Noch schlechter steht es allerdings um den Görlitzer Park. In den Kommentarspalten wird ausgiebig vor der Berliner Grünfläche gewarnt. »Hey Kinder, ... bitte kein Marijuana hier kaufen!!! Es ist sehr verunreinigt mit Blei oder Haarspray«, weiß Johnny Alfred zu berichten, bietet den lieben Kindern aber leider keine Alternative für den Haschkauf an. Dann lieber zur unweit gelegenen Hasenheide, wie Hannes Hanath empfiehlt: »Best place to buy drugs!«, 5 Sterne. Jedoch scheint nicht allein die schlechte Drogenqualität das Problem des »Görli« zu sein, sondern auch seine Besucher. »Schon 20 Meter vor dem Eingang haben uns zig dunkelhäutige Männer blöd angemacht«, klagt Beenthere Donethat.
Und was schreibt dagegen die FAZ über diesen Park? »Nur mit einiger Geduld kann man sich den 14-Hektar-Park auf einer früheren Güterbahnanlage schöngucken.« Die Autorin weigert sich also so lange, der harten Realität ins Auge zu sehen, bis sie schließlich nur noch Schönes in der verwahrlosten Anlage zu erkennen vermag – traurig. Gut, daß Leute wie Petra Pietzofski das schiefe Bild auf Google geraderücken: »Ich find dem ganzen PArk zum kotzen! Haschisch Heroin illegale Abtreibungen, Fischbrötchen.«
Was ist aber, wenn gerade überhaupt kein Park in der Nähe ist? Nun, dann tut es unter Umständen auch ein Friedhof. »Einer der schönsten Friedhöfe der Welt!« lobt der mutmaßliche Friedhof-Globetrotter Michael Denz beispielsweise den Nürnberger St. Johannis, dessen Bewohner sich über die Spitzenwertung von 5 Sternen freuen können. Ebenso viele vergibt Elipsa an die Annenfriedhöfe in Dresden. »Sehr schöner, ruhiger Park«, schreibt sie. »Die Gräber stören nicht weiter.« Breschleng Gsaelz verkündet wiederum auf dem Stuttgarter Pragfriedhof stolz: »Großmutter liegt hier in bester Lage!« Da wird niemand zu widersprechen wagen, schon gar nicht die Frau Großmutter.

Datenteil —
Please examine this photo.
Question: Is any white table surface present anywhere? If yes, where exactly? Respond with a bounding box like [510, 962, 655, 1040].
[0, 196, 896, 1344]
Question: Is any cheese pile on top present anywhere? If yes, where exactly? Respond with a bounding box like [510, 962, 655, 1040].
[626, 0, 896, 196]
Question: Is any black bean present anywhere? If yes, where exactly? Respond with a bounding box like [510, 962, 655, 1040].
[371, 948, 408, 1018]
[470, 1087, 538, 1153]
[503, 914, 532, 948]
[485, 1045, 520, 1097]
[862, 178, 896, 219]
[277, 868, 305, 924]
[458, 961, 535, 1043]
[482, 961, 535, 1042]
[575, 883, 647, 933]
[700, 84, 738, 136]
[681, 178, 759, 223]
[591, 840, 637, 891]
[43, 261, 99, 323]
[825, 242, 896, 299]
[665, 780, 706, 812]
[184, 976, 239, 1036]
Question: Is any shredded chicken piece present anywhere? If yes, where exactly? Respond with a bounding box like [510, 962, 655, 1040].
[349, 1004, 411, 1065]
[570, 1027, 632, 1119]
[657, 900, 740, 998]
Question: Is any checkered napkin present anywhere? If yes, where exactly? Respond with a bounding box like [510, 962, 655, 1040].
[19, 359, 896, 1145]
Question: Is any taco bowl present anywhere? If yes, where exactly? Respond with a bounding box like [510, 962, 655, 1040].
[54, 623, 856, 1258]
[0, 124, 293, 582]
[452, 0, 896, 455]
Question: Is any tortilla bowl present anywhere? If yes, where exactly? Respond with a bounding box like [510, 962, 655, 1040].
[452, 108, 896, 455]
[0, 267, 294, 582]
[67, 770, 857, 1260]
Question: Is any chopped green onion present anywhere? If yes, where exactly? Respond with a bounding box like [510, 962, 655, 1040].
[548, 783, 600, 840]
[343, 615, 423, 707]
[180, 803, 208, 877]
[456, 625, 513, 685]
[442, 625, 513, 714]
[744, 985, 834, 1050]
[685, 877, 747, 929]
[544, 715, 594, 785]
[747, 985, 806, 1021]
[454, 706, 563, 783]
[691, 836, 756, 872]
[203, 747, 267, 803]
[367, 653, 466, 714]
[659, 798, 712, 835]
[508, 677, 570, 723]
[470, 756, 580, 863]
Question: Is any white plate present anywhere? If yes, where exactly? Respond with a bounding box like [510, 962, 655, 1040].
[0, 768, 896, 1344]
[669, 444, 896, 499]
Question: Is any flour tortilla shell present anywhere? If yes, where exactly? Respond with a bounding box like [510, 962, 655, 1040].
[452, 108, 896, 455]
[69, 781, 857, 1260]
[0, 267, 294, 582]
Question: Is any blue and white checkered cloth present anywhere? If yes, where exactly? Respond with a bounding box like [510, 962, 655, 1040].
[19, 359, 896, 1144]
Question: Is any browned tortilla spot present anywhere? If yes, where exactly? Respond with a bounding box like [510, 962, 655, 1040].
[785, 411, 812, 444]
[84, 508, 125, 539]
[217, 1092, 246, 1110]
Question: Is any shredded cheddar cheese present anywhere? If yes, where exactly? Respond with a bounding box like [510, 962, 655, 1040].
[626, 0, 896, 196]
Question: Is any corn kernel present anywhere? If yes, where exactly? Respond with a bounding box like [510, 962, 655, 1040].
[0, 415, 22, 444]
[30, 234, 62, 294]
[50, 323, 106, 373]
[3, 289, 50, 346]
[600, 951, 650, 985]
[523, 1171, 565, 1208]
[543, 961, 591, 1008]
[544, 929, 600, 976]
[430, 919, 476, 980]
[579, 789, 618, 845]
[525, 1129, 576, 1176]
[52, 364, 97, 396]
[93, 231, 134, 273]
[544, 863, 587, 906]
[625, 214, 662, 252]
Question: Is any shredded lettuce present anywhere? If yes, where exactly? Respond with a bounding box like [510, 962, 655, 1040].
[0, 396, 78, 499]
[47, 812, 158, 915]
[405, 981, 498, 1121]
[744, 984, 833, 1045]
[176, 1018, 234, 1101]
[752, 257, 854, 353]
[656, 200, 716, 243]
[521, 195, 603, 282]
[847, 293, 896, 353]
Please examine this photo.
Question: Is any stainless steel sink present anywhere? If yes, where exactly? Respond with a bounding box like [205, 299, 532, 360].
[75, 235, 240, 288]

Was gefragt ist —
a - Wie groß ist der Görlitzer Park laut dem Zitat aus der FAZ auf der Seite?
b - Schreibe aus den Datensätzen alles von der Zeile mit „Question: Is any chopped“ bis hinunter zur Zeile mit „[659, 798, 712, 835]“ unverändert ab, beide Zeilen eingeschlossen.

Lösungen in Reihenfolge —
a - Der Görlitzer Park ist 14 Hektar groß.

b -
Question: Is any chopped green onion present anywhere? If yes, where exactly? Respond with a bounding box like [510, 962, 655, 1040].
[548, 783, 600, 840]
[343, 615, 423, 707]
[180, 803, 208, 877]
[456, 625, 513, 685]
[442, 625, 513, 714]
[744, 985, 834, 1050]
[685, 877, 747, 929]
[544, 715, 594, 785]
[747, 985, 806, 1021]
[454, 706, 563, 783]
[691, 836, 756, 872]
[203, 747, 267, 803]
[367, 653, 466, 714]
[659, 798, 712, 835]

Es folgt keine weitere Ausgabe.